Start of Data for the task

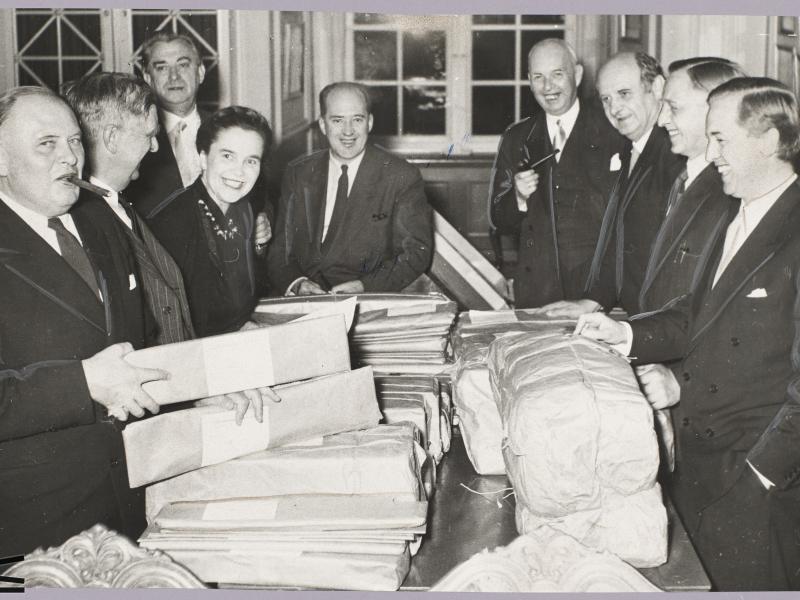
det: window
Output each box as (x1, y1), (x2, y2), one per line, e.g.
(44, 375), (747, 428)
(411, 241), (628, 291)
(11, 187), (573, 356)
(345, 13), (574, 154)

End of Data for the task

Short task:
Write out each item above word for word, but leave out the pictures.

Exercise result:
det: window
Output each box as (x1, y1), (x2, y2), one per line, e.g.
(44, 375), (747, 428)
(411, 241), (628, 291)
(11, 187), (573, 356)
(345, 13), (574, 154)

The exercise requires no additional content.